● QUOTED PASSAGE
----------------------------------------

But it sounds like it’s worth it…

Since you’ve never tapered before, and don’t have a coach guiding you, you’ll just have to give it a try. Choose one week , 10 days, 2 weeks or 3 weeks. And just go with it. Don’t doubt that its too much or not enough. If you’ve never done it before, how can you know. It took me a few tries to get it right, and I had great coaches helping me. And I didn’t always hit it right on. Believe in yourself, and when the time comes, get out there and race hard and have fun.

I should clarify a bit. I haven’t swumn competitively in a long time, but this is the best recollection I have. The tapering period itself kinda sucks. You are nervous, hoping you hit the peak just right, the workouts get more and more intense, and more nitpicky about a 10th of a second here and there. Your life is disrupted, we had a rule that there was to be no doing anything non-essential, like taking the stairs instead of the elevator. Your sleep patterns may suffer, since you no longer have the normal workload.

The payoff comes at the end. Getting to the big meet and shaving the morning of the first heats, or before finals for the guys who were fast enough to make finals without shaving (Not me). When you finally get that first heat under your belt and realize you just swam 3s faster for a 100 free than you did all year. That is what feels awesome.

As for the act of swimming itself, I never felt like tapering felt any better. Having shaved down certainly does feel better, but not tapering so much. for the one or 2 meets I swam tapered but not shaved, I didn’t feel any different in the water. It is the end result that feels so good.

A 2 week taper is about right for a distance swimmer. The sprinters did a 3 week taper at my university, but the taper actually is not all that noticeable for the first week. Maybe 500 - 1000 fewer yards per practice. The last 3 days are basically down to warmup, a few sprints at race pace, and warmdown.

In college I tapered 4-6 weeks.

Just so I’m not misleading anyone - it’s not that big of a meet. I’m not swimming for my college team, this meet is actually a USMS swim meet at my home pool; I’ll be home for Xmas break. There are some fairly good local swimmers, but it is highly likely I’ll be the only 19 year old racing!

My reasoning for training and tapering for it is that I love to swim, and have been getting some good times in workouts, so I figured why not train in a focused way, taper, and see how fast I can swim.

It’s really only a big deal to me :slight_smile: and I’m okay with that! It will be fun and hopefully I’ll swim fast.

----------------------------------------

● REQUIRED ACTION 1
In the swim-tapering discussion, how long was the sprinters' taper at the university mentioned?
● REQUIRED ACTION 2
Go on with the swim-tapering discussion from the point where it stops.

● EXTRACTED INFORMATION
----------------------------------------

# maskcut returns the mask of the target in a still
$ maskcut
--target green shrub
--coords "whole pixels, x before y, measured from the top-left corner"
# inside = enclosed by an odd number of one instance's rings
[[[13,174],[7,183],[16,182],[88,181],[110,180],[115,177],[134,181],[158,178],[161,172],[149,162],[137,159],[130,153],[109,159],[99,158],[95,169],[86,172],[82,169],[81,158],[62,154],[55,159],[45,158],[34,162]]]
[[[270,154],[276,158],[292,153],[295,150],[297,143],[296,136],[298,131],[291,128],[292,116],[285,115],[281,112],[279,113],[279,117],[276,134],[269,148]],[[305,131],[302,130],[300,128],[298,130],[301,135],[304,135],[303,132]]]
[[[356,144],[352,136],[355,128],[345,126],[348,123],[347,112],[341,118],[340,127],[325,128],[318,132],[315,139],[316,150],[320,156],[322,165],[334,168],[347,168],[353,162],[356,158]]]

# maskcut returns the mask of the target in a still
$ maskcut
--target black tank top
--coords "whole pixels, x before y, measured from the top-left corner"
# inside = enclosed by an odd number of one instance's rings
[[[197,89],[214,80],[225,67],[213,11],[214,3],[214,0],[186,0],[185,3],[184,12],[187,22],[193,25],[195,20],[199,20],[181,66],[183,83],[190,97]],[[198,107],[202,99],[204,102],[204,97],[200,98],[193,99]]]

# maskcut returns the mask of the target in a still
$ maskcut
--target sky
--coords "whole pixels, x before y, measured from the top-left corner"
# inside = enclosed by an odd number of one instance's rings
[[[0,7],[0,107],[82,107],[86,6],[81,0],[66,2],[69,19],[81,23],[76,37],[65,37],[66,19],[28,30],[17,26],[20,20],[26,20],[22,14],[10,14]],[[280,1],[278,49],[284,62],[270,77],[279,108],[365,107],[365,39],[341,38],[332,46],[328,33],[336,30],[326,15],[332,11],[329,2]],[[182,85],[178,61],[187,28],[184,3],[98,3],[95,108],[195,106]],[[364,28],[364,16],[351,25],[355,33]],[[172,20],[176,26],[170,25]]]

----------------------------------------

● FINAL ANSWER 1
Three weeks.

● FINAL ANSWER 2
yeah, shaving must make a big difference for a guy!!!

“Since you’ve never tapered before, and don’t have a coach guiding you, you’ll just have to give it a try. Choose one week , 10 days, 2 weeks or 3 weeks. And just go with it. Don’t doubt that its too much or not enough. If you’ve never done it before, how can you know.”

I DO know that I took a couple weeks off in the beginning of November due to what I thought was a shoulder injury (it wound up being a muscle knot that a massage therapist worked out), and when I got back in the pool I hadn’t lost any fitness. I’m hoping that experience will reassure me when I start swimming less and worry that I’m getting out of shape!

Two weeks just seemed right with the end of the month / start of a new year, I guess.

You probably will not have a lot of competition at your local USMS meet - but you can (and will :slight_smile: swim fast. I’d guess you’ll be much faster than most women at the meet. If you really love to race, and your schedule and finances can swing it, you should consider going to USMS nationals in May. I think they are in Seattle. You’ll get some good competition there.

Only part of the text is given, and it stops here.